EXCERPTED PASSAGE
West, who is 51 and divorced, says
that creating living spaces that reflect
the individual is “part of embracing
where you are in life.” She relates easily
to women who find themselves at a
life’s crossroads and living in a home
that needs a fresh change. Even if
unpleasant circumstances got you
where you are, “It’s a time when you
can say, ‘Now, I get to do what I
want,’” she says.
LIVING SINGLE IN A “FAMILY TOWN”
One of San Antonio’s oft-cited attributes
is that it’s a family-oriented city. Do
singles have trouble navigating in traditional,
marriage-minded waters?
“My affinity for San Antonio is based
on what I like about it,” says Eva
Esquivel. “This is a great place to raise a
family, but the quality of life translates to
single people, too.”
At 38, the San Antonio native says
she is the only single woman in her circle
of friends. “People try to make excuses
for me being single,” says Esquivel.“People will say things like, ‘Oh, she’s
been focusing so much on work, that’s
why she’s not married.’” She says that at
this point in her life, dating opportunities
are becoming more limited. “It’s harder
to find someone who’s close to my age,
with similar life experiences. I’ve become
more flexible with my criteria — you
have to,” she says.
Esquivel doesn’t spend time contemplating
her single status. “It doesn’t
weigh on my mind,” she says. “I’m not a
sad, single woman.” She’s open to marriage,
but says, “I just can’t approach it
casually, like I’m trying it out.”

(Detection examples)
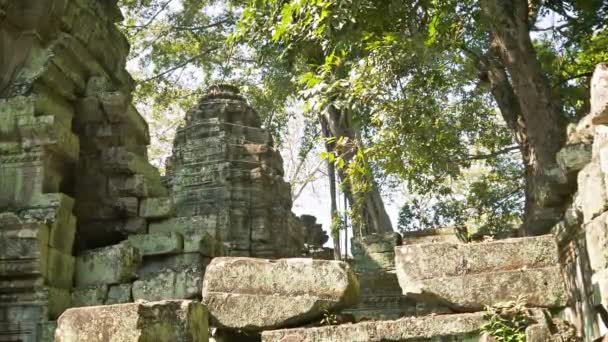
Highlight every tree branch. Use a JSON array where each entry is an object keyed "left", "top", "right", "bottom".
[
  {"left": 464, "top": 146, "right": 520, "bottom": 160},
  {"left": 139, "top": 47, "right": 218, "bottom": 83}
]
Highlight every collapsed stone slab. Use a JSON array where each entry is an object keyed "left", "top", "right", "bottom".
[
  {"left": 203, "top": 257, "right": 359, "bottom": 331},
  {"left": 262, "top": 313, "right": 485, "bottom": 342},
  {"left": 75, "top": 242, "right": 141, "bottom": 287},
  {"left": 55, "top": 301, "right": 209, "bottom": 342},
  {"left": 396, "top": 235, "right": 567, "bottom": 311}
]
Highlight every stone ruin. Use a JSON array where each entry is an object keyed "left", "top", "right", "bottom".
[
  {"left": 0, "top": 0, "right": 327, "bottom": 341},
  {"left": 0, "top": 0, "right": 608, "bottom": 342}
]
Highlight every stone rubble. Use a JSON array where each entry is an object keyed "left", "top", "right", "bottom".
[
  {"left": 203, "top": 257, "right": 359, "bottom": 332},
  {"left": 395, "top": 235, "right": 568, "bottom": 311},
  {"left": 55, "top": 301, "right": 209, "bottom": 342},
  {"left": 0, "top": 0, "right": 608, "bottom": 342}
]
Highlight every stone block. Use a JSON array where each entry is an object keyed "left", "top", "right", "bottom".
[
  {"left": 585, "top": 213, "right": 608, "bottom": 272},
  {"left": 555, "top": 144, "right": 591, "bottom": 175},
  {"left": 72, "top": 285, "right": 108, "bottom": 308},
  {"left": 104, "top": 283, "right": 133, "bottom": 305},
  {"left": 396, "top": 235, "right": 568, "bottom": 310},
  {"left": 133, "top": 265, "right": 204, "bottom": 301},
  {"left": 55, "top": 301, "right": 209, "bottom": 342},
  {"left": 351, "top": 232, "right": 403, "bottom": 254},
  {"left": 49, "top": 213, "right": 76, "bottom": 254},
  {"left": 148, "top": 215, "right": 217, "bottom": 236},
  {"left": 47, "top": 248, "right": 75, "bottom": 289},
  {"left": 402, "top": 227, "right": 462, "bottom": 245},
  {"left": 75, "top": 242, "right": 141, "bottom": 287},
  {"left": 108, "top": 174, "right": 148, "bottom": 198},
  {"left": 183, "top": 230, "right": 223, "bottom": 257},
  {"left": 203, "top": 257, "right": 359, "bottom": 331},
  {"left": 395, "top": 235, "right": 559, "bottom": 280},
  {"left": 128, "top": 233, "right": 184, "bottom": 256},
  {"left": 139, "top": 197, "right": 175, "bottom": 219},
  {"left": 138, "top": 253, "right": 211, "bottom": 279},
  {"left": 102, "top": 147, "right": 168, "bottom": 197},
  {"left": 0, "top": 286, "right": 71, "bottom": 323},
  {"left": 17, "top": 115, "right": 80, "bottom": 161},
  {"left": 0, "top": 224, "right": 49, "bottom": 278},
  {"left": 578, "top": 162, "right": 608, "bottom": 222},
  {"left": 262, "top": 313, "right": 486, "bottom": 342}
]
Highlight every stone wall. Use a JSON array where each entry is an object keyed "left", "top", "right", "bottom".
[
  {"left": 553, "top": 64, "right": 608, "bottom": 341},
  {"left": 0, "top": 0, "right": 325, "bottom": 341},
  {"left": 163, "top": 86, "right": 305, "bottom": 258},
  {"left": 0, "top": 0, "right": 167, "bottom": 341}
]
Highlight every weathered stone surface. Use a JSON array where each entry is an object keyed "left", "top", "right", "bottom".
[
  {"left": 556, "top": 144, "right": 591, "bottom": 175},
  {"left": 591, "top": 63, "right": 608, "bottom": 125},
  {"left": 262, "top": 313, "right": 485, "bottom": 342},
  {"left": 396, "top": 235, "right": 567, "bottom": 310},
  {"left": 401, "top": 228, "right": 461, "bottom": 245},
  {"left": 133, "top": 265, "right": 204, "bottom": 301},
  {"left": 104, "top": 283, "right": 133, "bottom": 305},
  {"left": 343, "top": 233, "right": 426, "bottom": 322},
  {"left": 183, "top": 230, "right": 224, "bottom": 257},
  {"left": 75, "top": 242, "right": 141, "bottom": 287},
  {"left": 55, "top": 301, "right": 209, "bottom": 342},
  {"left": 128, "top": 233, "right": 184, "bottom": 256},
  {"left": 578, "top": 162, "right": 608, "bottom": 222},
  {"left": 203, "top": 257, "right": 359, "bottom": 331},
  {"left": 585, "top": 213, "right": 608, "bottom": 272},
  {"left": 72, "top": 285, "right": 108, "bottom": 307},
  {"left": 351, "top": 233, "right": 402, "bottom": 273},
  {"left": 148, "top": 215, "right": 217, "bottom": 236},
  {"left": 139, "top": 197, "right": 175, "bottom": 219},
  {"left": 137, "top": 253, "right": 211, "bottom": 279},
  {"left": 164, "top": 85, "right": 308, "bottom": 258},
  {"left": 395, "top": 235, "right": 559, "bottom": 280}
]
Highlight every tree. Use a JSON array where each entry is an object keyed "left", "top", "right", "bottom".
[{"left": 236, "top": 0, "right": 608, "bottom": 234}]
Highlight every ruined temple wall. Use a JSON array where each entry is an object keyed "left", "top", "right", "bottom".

PROBLEMS TO WORK ON
a) Echo the passage on single life in San Antonio word for word, starting at "LIVING SINGLE IN" and ending at "marriage-minded waters?".
b) What does the passage on single life in San Antonio state for each of these?
(i) How old is West?
(ii) How old is Eva Esquivel?
(iii) What does Esquivel say she has become more flexible with?
c) Do these statements agree with the passage on single life in San Antonio? Answer yes or no for each, quoting the words that decide it.
(i) West is divorced.
(ii) Esquivel grew up somewhere other than San Antonio.
(iii) Esquivel is the only single woman among her friends.

ANSWERS TO EACH TASK
a)
LIVING SINGLE IN A “FAMILY TOWN”
One of San Antonio’s oft-cited attributes
is that it’s a family-oriented city. Do
singles have trouble navigating in traditional,
marriage-minded waters?

b)
(i) 51
(ii) 38
(iii) Her criteria

c)
(i) Yes: "West, who is 51 and divorced"
(ii) No: "the San Antonio native"
(iii) Yes: "she is the only single woman in her circle of friends"